- _Information provided_:
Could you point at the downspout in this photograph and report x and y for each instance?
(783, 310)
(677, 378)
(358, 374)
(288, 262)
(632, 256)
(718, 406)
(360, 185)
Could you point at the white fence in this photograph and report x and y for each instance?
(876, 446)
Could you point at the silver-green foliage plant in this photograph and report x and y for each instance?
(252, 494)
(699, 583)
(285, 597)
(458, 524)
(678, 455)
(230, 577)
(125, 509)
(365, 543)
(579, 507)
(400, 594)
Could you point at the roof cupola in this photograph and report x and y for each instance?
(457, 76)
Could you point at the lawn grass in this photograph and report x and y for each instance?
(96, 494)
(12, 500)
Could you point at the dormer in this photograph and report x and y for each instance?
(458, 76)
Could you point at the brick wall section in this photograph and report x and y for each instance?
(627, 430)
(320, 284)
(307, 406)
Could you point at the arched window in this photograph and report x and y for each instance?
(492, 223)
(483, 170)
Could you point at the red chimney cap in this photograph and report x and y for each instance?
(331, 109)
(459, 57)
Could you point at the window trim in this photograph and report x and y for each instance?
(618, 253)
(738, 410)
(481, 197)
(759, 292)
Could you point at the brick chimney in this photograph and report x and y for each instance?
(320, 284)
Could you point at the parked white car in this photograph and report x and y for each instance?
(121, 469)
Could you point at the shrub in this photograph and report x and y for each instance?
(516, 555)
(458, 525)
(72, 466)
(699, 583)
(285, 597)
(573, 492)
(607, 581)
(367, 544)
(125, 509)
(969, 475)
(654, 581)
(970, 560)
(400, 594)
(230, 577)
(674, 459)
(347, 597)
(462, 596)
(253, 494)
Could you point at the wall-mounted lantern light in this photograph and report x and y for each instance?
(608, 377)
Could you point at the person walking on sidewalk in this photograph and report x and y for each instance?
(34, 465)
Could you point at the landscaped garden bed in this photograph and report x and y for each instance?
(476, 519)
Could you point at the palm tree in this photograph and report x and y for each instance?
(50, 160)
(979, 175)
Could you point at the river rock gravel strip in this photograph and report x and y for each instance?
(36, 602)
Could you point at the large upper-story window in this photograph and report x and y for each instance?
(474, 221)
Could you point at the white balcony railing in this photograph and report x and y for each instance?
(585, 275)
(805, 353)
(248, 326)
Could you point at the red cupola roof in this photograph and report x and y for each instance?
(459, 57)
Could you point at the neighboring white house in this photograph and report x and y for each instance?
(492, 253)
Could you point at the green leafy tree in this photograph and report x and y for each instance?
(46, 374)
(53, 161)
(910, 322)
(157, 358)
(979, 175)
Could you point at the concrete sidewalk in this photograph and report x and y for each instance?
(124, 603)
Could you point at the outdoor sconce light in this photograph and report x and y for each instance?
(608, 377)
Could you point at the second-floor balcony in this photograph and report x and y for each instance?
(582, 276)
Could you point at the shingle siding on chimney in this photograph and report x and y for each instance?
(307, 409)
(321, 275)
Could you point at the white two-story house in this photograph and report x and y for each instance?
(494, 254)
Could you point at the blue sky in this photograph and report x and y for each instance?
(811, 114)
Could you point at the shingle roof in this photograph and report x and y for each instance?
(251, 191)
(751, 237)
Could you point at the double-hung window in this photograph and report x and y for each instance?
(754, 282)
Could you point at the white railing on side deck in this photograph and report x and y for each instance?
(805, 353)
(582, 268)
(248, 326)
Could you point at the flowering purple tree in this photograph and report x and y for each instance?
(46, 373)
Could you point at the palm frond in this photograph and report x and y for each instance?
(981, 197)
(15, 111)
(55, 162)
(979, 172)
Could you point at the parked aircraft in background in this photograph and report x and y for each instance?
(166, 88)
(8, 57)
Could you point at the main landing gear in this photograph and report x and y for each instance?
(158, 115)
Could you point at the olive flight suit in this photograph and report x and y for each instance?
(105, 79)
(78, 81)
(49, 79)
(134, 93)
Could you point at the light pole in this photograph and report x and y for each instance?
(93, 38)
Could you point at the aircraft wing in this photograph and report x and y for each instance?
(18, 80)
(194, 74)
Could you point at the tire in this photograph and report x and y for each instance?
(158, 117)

- _Task prompt_: Every record listed above should be reproduced exactly.

- _Written response_:
Could you point at the downspout in this photograph and report x and y for each instance?
(783, 310)
(677, 378)
(358, 374)
(288, 262)
(632, 256)
(718, 406)
(360, 185)
Could you point at the white fence in this photograph and report x and y for each instance?
(876, 446)
Could you point at the silver-green foliage plant in this photograph and report x and y for each instance?
(252, 494)
(699, 583)
(285, 597)
(458, 524)
(678, 455)
(230, 577)
(125, 509)
(365, 543)
(579, 507)
(400, 594)
Could you point at the roof cupola in this photograph and report x and y for each instance?
(457, 76)
Could you point at the lawn grass in this photograph and report x and y for each instance?
(96, 494)
(12, 500)
Could you point at the dormer in this photograph and report x and y for each instance?
(458, 76)
Could you point at the brick wall section in this photograph and report x and y for each instance?
(627, 430)
(320, 284)
(307, 406)
Could you point at the arched window in this photograph and report x and y for each instance?
(492, 223)
(483, 170)
Could you point at the red chimney cap in this photograph and report x and y for each instance?
(331, 109)
(459, 57)
Could you point at the window trim in this photograph and report x and y for each instance?
(618, 253)
(738, 410)
(481, 197)
(759, 292)
Could you point at the brick chimney in this photograph and report x and y for each instance?
(320, 284)
Could you point at the parked white car in this photograph and report x and y for each instance?
(121, 469)
Could you point at the shrub in this photograph and report x and y for each instance?
(516, 555)
(458, 525)
(72, 466)
(699, 583)
(285, 597)
(573, 492)
(607, 581)
(367, 544)
(125, 509)
(969, 475)
(654, 581)
(970, 560)
(400, 594)
(230, 577)
(674, 459)
(347, 597)
(462, 596)
(253, 494)
Could you point at the wall-mounted lantern light in this photograph and report x and y for each instance?
(608, 377)
Could you point at the person walking on sidewalk in this photograph and report x and y for each instance?
(34, 465)
Could you point at the landscaped garden bed in this photograph and report x and y for each instance?
(476, 519)
Could you point at the palm tree in this photograph and report x and y for each instance?
(50, 160)
(979, 175)
Could you point at the river rock gravel strip in this photograph and report x and y for each instance?
(36, 602)
Could you point at the large upper-story window in this photograph and report x and y for each instance?
(474, 221)
Could you point at the white balcony railing in this photograph and report x and y for each instance?
(585, 275)
(805, 353)
(248, 326)
Could you point at the red cupola roof in this photograph and report x and y for each instance?
(459, 57)
Could you point at the neighboring white house in this photograph and report x and y for each instance?
(492, 253)
Could you point at the green leafy tree in this photograph and report x and y for each instance?
(46, 374)
(53, 161)
(910, 322)
(157, 358)
(979, 175)
Could you point at the concrete sidewalk in this photograph and report x and y for each instance?
(124, 603)
Could you point at the outdoor sconce light in this photograph and report x and y for each instance?
(608, 377)
Could you point at the second-floor balcony in this photograph and report x and y for each instance?
(582, 276)
Could you point at the shingle siding on chimney in this photograph and report x and y for each instance?
(307, 409)
(321, 275)
Could you point at the white two-story house in this photograph and report x and y for each instance?
(494, 254)
Could you point at the blue sky in this photograph and report x and y for each instance?
(811, 114)
Could you point at the shingle roof in this photograph and report x and y for each instance?
(251, 191)
(751, 237)
Could you point at the double-hung window in this photograph and report x and y for each instance?
(754, 282)
Could you point at the white railing on side deck in this photograph and report x and y for each instance?
(805, 353)
(582, 268)
(248, 326)
Could you point at the flowering purple tree in this photograph and report x and y for each instance?
(46, 373)
Could you point at the palm frond in this photograph and report x and y for each instance?
(981, 197)
(15, 111)
(55, 162)
(979, 172)
Could you point at the parked aircraft in background in this photograph and report x and y for each instance?
(166, 88)
(8, 57)
Could you point at the main landing gear in this photograph and report x and y for each instance?
(158, 115)
Could you point at the olive flight suit in this photograph and report x and y for each instance?
(105, 79)
(78, 81)
(49, 79)
(134, 93)
Could you point at the light pole in this photograph and report x and y for each instance?
(93, 38)
Could you point at the aircraft wing in this photograph and report x and y for each instance?
(18, 80)
(194, 74)
Could you point at the tire in this photograph and report x and y for each instance?
(158, 117)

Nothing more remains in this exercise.